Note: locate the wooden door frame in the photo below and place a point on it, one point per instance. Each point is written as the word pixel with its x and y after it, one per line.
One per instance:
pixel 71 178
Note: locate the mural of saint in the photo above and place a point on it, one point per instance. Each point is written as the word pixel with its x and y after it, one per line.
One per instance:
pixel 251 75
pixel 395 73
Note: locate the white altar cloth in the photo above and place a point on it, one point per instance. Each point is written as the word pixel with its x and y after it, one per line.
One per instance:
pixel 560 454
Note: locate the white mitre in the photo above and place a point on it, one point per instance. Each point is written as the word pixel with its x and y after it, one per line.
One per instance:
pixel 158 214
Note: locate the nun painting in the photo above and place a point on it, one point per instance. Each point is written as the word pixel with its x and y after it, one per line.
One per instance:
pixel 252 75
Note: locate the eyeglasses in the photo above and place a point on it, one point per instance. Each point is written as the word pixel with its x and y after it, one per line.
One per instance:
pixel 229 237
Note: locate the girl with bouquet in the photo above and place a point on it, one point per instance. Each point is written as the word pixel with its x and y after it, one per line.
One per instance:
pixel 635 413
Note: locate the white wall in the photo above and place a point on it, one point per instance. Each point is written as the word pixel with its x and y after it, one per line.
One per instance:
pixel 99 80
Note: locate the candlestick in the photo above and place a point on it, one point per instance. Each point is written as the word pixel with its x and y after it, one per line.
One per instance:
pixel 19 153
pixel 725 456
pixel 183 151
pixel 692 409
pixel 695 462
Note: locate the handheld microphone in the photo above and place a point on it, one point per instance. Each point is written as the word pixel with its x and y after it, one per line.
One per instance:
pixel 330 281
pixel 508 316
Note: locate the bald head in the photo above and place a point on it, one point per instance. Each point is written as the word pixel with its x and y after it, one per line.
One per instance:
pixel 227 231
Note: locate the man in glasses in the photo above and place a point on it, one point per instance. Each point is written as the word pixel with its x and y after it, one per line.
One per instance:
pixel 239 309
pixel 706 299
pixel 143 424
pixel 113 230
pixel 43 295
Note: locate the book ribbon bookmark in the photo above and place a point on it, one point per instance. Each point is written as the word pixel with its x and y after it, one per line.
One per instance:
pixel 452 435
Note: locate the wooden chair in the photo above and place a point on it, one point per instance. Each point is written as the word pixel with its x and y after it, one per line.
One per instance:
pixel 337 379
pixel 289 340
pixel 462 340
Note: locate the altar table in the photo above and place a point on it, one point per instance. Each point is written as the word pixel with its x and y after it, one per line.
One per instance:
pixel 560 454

* Given problem
Reproduce every one of the lines above word for word, with no changes.

* Expected output
Note: locate the wooden door frame in the photo below and place a point on it, one point per instance. Each point is written as the word pixel with its x and y after it, one per line.
One per instance:
pixel 71 178
Note: locate the mural of saint in the photo above and place a point on it, one point per instance. Each point is written as the word pixel with its x and y after it, one per line.
One per instance:
pixel 251 75
pixel 395 73
Note: locate the white altar cloth in the photo above and place a point on it, one point per instance. Each point is written as the word pixel with its x and y after it, one per line.
One per instance:
pixel 560 454
Note: locate the white mitre in the photo above and place a point on it, one point per instance. Each point is written as the word pixel with its x and y after it, one per line.
One per instance:
pixel 158 214
Note: locate the nun painting in the photo above and place a point on it, one point per instance. Each point is written as the word pixel with its x and y after it, one per line.
One per instance:
pixel 252 75
Note: locate the eyeglasses in the photo above and place a point on it, one point per instance. Each point is written as the word pixel with its x and y after it, one per line.
One per instance:
pixel 229 237
Note: locate the girl with bouquet in the photo above and place a point on it, one point per instance. Each point is written as the word pixel with its x and y after it, one per line.
One per instance:
pixel 635 413
Note: locate the white wall in the photo above and place a point on it, one point per instance. Each point is written as the word pixel with its x and y after it, one per line.
One per instance:
pixel 99 80
Note: locate the candlestick in the photo above and place a point on it, one point per instance. Each point is written as the word pixel with its x and y after it, one per line.
One per instance:
pixel 19 153
pixel 725 456
pixel 183 151
pixel 692 409
pixel 695 462
Note: locate the handheld microphone in the photo above and place a point on it, one point per instance. Each point is written as the word pixel with its x and y after it, one per line.
One per instance:
pixel 330 281
pixel 508 316
Note: locate the bald head in the photo above and place a point on it, one point per instance. Each point is written as the word pixel with its x and y after it, one per line.
One per instance:
pixel 227 231
Note: locate the man in glasses in the photo above and place a point on it, one point per instance. Each point is written as the word pixel with its x and y after it, one per line.
One per instance:
pixel 239 309
pixel 706 299
pixel 143 424
pixel 113 230
pixel 43 295
Note: locate the book ribbon bookmark in the photo above and place a point on it, one point per instance. Each point is written as the word pixel with its x and y after it, one per line.
One per instance:
pixel 452 435
Note: locate the wooden chair in the photo above and place a point on it, one point per instance. Each point is written as the word pixel with its x and y after it, one per line.
One per instance:
pixel 337 379
pixel 289 340
pixel 462 340
Note: locate the altar table in the photo above and place a point on it, one point per instance. Each point is written as the word pixel with its x and y after it, one per line.
One per instance:
pixel 560 454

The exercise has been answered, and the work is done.